--- DATASET RECORDS ---

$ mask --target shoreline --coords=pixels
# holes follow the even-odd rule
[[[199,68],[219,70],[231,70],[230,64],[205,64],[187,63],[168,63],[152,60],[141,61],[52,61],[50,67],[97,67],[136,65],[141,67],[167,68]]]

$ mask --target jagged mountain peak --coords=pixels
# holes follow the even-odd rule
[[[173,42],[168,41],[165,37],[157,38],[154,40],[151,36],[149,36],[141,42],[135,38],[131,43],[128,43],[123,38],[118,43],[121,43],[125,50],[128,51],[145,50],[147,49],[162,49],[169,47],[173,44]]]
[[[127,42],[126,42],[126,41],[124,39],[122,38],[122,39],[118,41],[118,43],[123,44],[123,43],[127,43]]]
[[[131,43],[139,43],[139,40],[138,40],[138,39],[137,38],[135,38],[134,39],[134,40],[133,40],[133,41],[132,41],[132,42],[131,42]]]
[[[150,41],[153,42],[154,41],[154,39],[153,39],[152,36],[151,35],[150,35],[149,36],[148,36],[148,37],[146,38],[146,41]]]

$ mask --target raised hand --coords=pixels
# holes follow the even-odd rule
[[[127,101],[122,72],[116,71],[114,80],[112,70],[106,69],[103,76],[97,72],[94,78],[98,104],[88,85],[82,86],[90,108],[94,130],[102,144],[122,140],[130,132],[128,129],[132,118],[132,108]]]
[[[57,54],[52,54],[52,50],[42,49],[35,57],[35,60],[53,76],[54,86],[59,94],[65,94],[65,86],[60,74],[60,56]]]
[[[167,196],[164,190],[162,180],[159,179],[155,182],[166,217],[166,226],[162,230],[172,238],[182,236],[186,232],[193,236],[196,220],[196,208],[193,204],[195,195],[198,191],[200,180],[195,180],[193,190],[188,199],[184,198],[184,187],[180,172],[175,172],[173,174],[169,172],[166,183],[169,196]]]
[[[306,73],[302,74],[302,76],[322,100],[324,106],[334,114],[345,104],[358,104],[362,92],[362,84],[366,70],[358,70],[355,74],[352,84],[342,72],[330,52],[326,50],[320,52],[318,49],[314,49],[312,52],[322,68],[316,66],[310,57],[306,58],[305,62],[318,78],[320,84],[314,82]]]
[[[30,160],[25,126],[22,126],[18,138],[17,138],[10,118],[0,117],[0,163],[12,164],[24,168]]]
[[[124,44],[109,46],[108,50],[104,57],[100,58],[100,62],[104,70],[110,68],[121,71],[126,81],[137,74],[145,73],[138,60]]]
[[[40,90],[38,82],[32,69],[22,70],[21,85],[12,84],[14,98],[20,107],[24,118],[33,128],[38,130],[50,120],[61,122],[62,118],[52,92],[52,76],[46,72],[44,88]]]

---

→ **REQUIREMENTS**: Copy out, unchanged, the lines beginning with the one that contains "raised hand --coords=pixels" and continuing through the final line of the items.

→ **TASK RESPONSE**:
$ mask --target raised hand --coords=pixels
# holes follow the even-odd rule
[[[127,101],[122,72],[116,71],[114,80],[112,70],[106,69],[103,76],[97,72],[94,78],[98,104],[88,85],[82,86],[90,108],[94,130],[102,144],[122,140],[130,132],[128,129],[132,118],[132,108]]]
[[[57,54],[52,54],[52,50],[42,49],[35,57],[35,60],[53,76],[54,86],[59,94],[65,94],[65,86],[60,74],[60,56]]]
[[[167,196],[164,190],[162,180],[159,179],[155,182],[166,217],[166,226],[162,230],[172,238],[182,236],[186,232],[193,236],[196,220],[196,208],[193,204],[195,195],[198,191],[200,180],[195,180],[193,190],[188,199],[184,198],[184,187],[180,172],[175,172],[173,174],[169,172],[166,183],[169,196]]]
[[[306,73],[302,74],[302,76],[322,100],[324,106],[334,114],[345,104],[358,104],[362,92],[362,84],[366,70],[358,70],[355,74],[352,84],[342,72],[330,52],[326,50],[320,52],[318,49],[314,49],[312,52],[322,68],[316,66],[310,57],[306,58],[305,62],[318,78],[320,84],[314,82]]]
[[[30,160],[25,126],[22,126],[18,138],[17,138],[10,118],[0,117],[0,163],[12,164],[24,168]]]
[[[124,44],[109,46],[108,50],[104,57],[100,58],[100,62],[104,70],[110,68],[121,71],[126,81],[137,74],[145,73],[138,60]]]
[[[40,90],[38,82],[32,69],[22,70],[21,85],[12,84],[14,98],[20,107],[24,118],[33,128],[38,130],[50,120],[61,122],[62,118],[52,92],[52,76],[46,72],[44,88]]]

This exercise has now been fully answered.